§ Passage shown:
↓↓↓

Basically, what the Brit had done was this: Most pills are 250 milligrams, 500 tops. Which meant he took the equivalent of twelve tablets. Or six 500mg ones. People get their stomachs pumped on less. He thought he was told to take three.
"Your kidneys. FUCK. Right drink this." I made him drink Coke to keep him awake and another eight litres of water, had to drive the hire car back to our hotel along the winding coastal roads, while I dealt with the shakes of heat stroke.
Perhaps it was the delirious states we were in, or maybe that we hadn't really noticed the giant dent in the door before - but after parking on the beach, we saw the damage.
For fuck's sake.
Then after much deliberation and cursing the car that had hit and run, we realised it had been there the whole time.
The boat driver lost the plot
Perhaps he also had heat stroke. Either way, we took a boat trip around the coastline, where the captain would talk us through all the opulence and wealth we could see through a massive loudspeaker.
He was kind of droning on and on, "This was Bridget Bardot's house..." (Whatever, pass me the water, bitch). When entering one of the bays, a boat cut in front of him and he completely went off his merry little rocker.
Not sure whose fault this actually was, but a large argument ensued, with the guy continuing to use his megaphone as his instrument of choice.
"What the hell do you think you're doing? I am WORKING here. YOU'RE FUCKING DRUNK MAN! Look at you in your British boat.....Now on the left you'll see the mansion of Mick Jagger, the pink house over there, and on the right the house of Elton John."
He just kind of carried on like nothing had happened, while all his 'fucks' kind of reverberated around the families and children around us. Obscene, yet highly amusing.
We went to Monaco, missed our train back
Quick history lesson. Monaco has highest GDP in the world, Most densely populated country in the world. Has the most super cars in the world. The prince of Monaco married a South African. (She also tried to run away, apparently). It's casino is the most famous. It's a tax haven. No one pays income tax, people are more loaded than Boris Yeltsin after a vodka convention. Last time I saw Monaco, I was backpacking and had no money. I ate a dry baguette from the one supermarket there and then went back to France.

↑↑↑

§ Listed records:
↓↓↓

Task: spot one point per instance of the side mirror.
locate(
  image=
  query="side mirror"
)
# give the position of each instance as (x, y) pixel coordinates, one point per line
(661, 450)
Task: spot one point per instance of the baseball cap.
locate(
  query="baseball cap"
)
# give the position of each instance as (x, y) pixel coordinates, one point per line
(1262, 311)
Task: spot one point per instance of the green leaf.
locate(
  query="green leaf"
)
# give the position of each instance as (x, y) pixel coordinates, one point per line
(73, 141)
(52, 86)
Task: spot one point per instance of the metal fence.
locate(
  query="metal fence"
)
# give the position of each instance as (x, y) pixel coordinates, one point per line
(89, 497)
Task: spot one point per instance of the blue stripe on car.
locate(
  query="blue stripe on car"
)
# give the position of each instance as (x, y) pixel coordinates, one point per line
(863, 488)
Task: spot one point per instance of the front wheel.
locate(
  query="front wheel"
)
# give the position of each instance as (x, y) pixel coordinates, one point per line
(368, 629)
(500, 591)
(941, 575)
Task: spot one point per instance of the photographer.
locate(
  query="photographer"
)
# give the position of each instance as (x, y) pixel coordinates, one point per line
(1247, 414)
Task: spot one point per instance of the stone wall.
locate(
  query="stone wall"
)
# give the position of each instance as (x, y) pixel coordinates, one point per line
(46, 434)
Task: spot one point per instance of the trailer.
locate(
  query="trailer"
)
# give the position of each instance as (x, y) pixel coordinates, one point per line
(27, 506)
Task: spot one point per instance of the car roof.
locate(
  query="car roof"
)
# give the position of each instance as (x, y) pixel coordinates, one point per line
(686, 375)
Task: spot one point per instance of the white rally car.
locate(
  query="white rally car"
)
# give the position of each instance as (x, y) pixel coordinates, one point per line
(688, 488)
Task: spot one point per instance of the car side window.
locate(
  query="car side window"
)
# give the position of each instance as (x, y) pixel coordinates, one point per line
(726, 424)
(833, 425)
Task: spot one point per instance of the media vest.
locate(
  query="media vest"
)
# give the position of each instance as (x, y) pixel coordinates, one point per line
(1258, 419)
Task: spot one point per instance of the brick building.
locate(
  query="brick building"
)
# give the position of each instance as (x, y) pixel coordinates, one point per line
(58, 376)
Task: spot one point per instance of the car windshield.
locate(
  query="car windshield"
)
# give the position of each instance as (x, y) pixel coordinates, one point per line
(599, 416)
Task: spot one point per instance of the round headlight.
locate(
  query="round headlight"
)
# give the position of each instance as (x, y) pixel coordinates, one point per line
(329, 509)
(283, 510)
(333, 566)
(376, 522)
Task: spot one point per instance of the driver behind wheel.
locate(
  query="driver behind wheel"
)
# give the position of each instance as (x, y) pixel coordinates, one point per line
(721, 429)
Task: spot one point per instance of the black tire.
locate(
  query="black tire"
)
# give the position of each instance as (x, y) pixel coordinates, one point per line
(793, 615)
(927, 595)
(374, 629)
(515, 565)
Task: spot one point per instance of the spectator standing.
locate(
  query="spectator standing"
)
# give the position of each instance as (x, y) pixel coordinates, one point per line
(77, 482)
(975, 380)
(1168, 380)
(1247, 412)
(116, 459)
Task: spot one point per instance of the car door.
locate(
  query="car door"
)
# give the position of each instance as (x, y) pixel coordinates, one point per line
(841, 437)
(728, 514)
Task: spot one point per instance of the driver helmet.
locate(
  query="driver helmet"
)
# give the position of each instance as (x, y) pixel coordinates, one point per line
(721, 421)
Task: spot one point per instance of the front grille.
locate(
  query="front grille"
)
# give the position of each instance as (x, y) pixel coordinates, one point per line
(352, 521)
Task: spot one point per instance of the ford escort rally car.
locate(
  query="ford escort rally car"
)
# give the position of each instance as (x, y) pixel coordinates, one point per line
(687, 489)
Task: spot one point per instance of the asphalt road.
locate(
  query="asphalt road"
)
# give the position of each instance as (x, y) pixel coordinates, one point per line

↑↑↑

§ Required actions:
[A] In the travel story, what did the writer make the Brit drink to keep him awake?
[B] Pick up the travel story right after its last sentence and carry on with the Monaco trip.

§ Answers in order:
[A] Coke.

[B]
The Brit was dying to see it, bless him and all the Ferraris there, and we had a few drinks and some dinner at this beautiful beach club. Then we missed our train back to Nice by one minute, and ended up paying 100 extra euros to get back to our hotel by taxi.
Despite all of the above, we had such a lovely weekend. If there's a place you want to get heatstroke, overdose on medication and have your car sideswiped while a man loses it over a megaphone on a boat, this is it.
The place reminds me of Cape Town. the difference is, that it's really the full package. You can swim in the sea (it's beautiful and warm, shark-free and there are no waves. So you can just float, endlessly, on your little pool noodle all day long if you like). The food is amazing - slap my thigh and call me Elodie - we had cheese, endless sorbets, fresh fish and tapenade.
We drove up into the mountains to see two places of interest - the first was Eze ('Airs'), with a little medieval town perched precariously on the hill. You wind your way up through the higgledy-piggledy paths, stopping for a drink and plump marinated olives.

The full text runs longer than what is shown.